TAREFA OBRIGATÓRIA 1
Nas linhas de dados que aparecem depois do texto, reúna todas as linhas que contêm a palavra "outcrop" e copie cada uma por inteiro. Diferencie maiúsculas de minúsculas.

TRECHO DA FONTE
━━━━━━━━━━━━━━━━━━━━

Páginas

quarta-feira, 4 de fevereiro de 2015

PAPEL, CANETA, ENVELOPE E SELO


Você se lembra da última vez que escreveu uma carta de próprio punho e a colocou no correio? Você se lembra quando recebeu, pela última vez, uma carta pelas mãos do carteiro (não vale boleto bancário, mala direta, propaganda, folheto, cobrança e outras pragas)? Você se lembra de quando a molecada se divertia colecionando selos? Você se lembra de algo chamado arte postal? 


Parece que essas lembranças estão ficando cada vez mais no passado. Com as novas formas virtuais de comunicação (e-mail, msn, facebook, twitter, skype, whatsapp, etc, etc.), tudo indica que papel, caneta, envelope, selo e carteiro não estão mais presentes da vida das pessoas do século 21. 

Considerada por alguns como gênero literário, a troca de correspondência está entrando no território da saudade. Dois livros que acabam de chegar às livrarias apontam nessa direção: "Cartas Extraordinárias", lançado pela editora Companhia das Letras, e "Cartas da Humanidade", lançado pela Geração Editorial. Ambos são compilações de cartas de várias épocas escritas por personalidades das mais variadas áreas. 

"Cartas da Humanidade", organizada pelo compositor mineiro Márcio Borges (integrante do Clube da Esquina e parceiro musical de figuras como Milton Nascimento e Lô Borges), procura apresentar um painel da civilização através das cartas. Seguindo sequência cronológica, começa com um texto do lendário Zaratustra escrito por volta do século 6 a.C. e termina com uma carta do documentarista Michel Moore ao presidente George W. Bush. Reúne 191 cartas. 

Das cartas destinadas aos deuses gravadas nos sarcófagos dos faraós do Egito Antigo, passando por cartas de gregos e romanos, a compilação de Márcio Borges destaca a correspondência do cristianismo com seus santos, como a carta-testamento de São Francisco e cartas de amor como as trocadas entre frei Abelardo e freira Heloísa no século 10 d.C. Há também cartas de Américo Vespúcio, Dante Alighieri, José de Anchieta, Pero Vaz de Caminha, Galileu Galilei, Machado de Assis, Oscar Wilde, Fernando Pessoa, Franz Kafka, William Faulkner, Getúlio Vargas, Janio Quadros, Che Guevara, Juscelino Kubitschek, Nelson Mandela, Alberto Einstein, entre outros.

━━━━━━━━━━━━━━━━━━━━

TAREFA OBRIGATÓRIA 2
Dê a continuação do texto sobre as cartas escritas à mão a partir do ponto em que ele termina.

LINHAS DE DADOS
━━━━━━━━━━━━━━━━━━━━

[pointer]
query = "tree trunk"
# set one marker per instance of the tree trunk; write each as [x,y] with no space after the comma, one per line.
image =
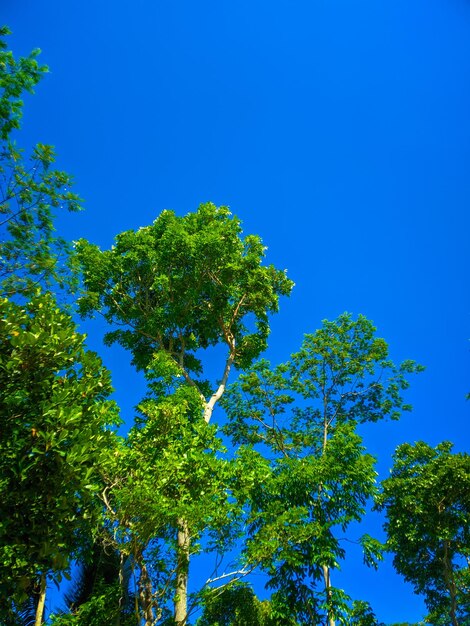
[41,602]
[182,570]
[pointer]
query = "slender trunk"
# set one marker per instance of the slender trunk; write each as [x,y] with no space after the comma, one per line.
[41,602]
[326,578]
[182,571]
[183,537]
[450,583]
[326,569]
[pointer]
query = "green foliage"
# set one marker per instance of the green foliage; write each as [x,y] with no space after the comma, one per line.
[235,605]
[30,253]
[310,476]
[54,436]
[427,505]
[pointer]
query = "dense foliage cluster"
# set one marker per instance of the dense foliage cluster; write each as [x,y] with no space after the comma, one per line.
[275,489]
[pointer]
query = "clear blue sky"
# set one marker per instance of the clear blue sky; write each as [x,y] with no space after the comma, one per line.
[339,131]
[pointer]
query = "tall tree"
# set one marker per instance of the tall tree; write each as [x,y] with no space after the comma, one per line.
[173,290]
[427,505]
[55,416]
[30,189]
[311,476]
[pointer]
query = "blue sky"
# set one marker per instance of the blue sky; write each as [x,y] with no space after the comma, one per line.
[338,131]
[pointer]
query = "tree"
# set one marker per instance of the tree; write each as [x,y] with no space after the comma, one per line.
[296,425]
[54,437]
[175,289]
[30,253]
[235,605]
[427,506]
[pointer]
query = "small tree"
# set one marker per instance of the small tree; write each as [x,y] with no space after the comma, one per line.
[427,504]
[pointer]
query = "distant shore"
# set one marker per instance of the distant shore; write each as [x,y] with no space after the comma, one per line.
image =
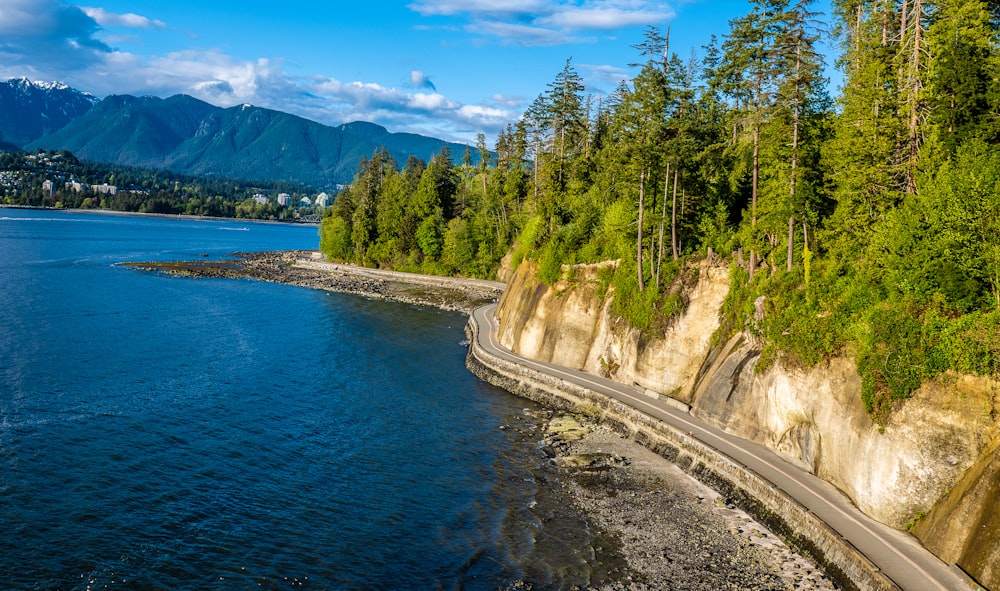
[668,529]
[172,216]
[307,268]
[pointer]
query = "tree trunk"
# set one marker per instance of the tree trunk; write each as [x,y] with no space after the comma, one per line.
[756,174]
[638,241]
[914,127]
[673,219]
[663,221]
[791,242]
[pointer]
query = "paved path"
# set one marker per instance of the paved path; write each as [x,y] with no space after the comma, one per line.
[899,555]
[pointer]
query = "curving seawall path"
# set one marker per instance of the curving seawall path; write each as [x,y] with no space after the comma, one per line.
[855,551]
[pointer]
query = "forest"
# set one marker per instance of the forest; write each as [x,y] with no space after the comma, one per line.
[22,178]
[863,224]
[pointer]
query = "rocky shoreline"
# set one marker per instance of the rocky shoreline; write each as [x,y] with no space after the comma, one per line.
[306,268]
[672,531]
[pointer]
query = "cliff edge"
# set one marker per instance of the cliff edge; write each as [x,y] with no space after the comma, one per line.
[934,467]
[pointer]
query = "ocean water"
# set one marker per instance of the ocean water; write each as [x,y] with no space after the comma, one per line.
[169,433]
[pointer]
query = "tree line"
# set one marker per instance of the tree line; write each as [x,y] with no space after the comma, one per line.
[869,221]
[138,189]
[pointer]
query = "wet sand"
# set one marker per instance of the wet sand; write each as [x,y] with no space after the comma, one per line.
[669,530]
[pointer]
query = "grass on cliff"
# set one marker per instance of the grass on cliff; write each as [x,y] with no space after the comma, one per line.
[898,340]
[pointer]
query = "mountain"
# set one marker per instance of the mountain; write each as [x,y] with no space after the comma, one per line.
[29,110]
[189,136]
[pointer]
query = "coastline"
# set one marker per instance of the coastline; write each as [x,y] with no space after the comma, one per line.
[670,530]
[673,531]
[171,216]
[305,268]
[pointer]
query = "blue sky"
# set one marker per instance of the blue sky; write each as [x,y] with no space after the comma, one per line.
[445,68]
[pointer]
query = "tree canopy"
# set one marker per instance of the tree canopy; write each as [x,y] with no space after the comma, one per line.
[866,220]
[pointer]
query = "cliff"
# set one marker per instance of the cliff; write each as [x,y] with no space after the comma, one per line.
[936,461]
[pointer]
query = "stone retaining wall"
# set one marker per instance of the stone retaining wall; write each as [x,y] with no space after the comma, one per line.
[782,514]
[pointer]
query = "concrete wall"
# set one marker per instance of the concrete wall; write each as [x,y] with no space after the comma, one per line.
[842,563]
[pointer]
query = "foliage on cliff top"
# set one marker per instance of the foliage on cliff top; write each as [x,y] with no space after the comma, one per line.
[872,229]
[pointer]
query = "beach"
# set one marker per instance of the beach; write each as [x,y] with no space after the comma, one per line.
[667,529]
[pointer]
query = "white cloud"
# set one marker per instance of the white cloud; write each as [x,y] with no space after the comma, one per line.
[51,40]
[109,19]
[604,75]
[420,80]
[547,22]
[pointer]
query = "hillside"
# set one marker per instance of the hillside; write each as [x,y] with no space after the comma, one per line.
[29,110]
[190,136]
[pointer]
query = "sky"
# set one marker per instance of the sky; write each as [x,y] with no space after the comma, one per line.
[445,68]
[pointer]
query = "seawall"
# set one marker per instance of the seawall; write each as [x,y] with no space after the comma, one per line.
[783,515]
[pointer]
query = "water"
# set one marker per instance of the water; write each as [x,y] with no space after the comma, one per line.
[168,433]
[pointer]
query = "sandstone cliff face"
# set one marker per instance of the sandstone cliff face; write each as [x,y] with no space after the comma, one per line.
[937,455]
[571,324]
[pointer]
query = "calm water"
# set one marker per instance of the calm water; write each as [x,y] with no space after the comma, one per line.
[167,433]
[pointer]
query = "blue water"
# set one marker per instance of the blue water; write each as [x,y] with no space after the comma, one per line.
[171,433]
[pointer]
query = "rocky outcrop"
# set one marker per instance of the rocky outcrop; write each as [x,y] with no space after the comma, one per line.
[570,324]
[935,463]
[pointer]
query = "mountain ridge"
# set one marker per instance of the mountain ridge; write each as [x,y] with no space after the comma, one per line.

━━━━━━━━━━━━━━━━━━━━

RESPOSTA DO EXERCÍCIO 1
query = "rocky outcrop"
# set one marker per instance of the rocky outcrop; write each as [x,y] with no space after the comma, one per line.

RESPOSTA DO EXERCÍCIO 2
"Cartas Extraordinárias", organizado pelo pesquisador norte-americano Shaun Osher, traz 125 cartas acompanhadas de reproduções fac-similar dos originais. O livro é fruto de um projeto maior, o site www.lettersofnote.com criado por Shaun Osher que pode ser descrito como um museu on-line de cartas. 

Traz a correspondência de personalidade como Charles Darwin, Scott Fitzgerald, Dostoiévski, Elvis Presley, Dorothy Parker, John Kennedy, Charles Dickens, Mick Jagger, Steve Martin, Emily Dickinson, Louis Armstrong, Nick Cave, Gandhi, Virginia Woolf, entre outros. 

A especialidade da obra está na curiosidade das correspondências, coisas como a carta de um gerente de produto das sopas Campbell agradecendo a preferência do artista plástico Andy Warhol e se desculpando por não ter dinheiro para comprar uma de seus quadros. Ou a carta de Fidel Castro, então com 14 anos de idade, pedindo ao presidente dos Estados Unidos uma nota de 10 dólares que nunca viu na vida. 

Representando as lendárias cartas ao Papai Noel, está a que uma garotinha enviou para um jornal de grande circulação afirmando que seus amiguinhos estavam dizendo que Papai Noel não existia. O jornal então, no dia seguinte, publicou uma reportagem confirmando a existência do bom velhinho. 

A forma das cartas que envolvem papel, caneta, envelope, selo e carteiro podem estar entrando no território da saudade. Sinal dos tempos. Mas a humanidade de seus escritos, pelo que os dois livros indicam, permanecem. 


"Ontem, tendo bebido demais, fiquei tão embriagado que passei dos limites; porém nenhuma das palavras rudes e obscenas que pronunciei foi dita por mim em sã consciência. Na manhã seguinte, ao ouvir comentários sobre o assunto, dei-me conta do que havia acontecido e quase morri de vergonha, só queria achar um buraco para me esconder. Tudo ocorreu porque minha pequena tolerância não me permite encher o copo até a borda. Humildemente espero que em vossa sábia benevolência não me condeneis por minha transgressão. Logo vou desculpar-me pessoalmente, mas, entrementes, envio-vos esta mensagem para vossa bondosa avaliação. Deixando muito por dizer, subscrevo-me, respeitosamente." 


(Carta de modelo padrão utilizada pelos chineses do século 9 d.C, para se desculparem das bebedeiras no dia seguinte. Carta que integra o livro "Cartas Extraordinárias".)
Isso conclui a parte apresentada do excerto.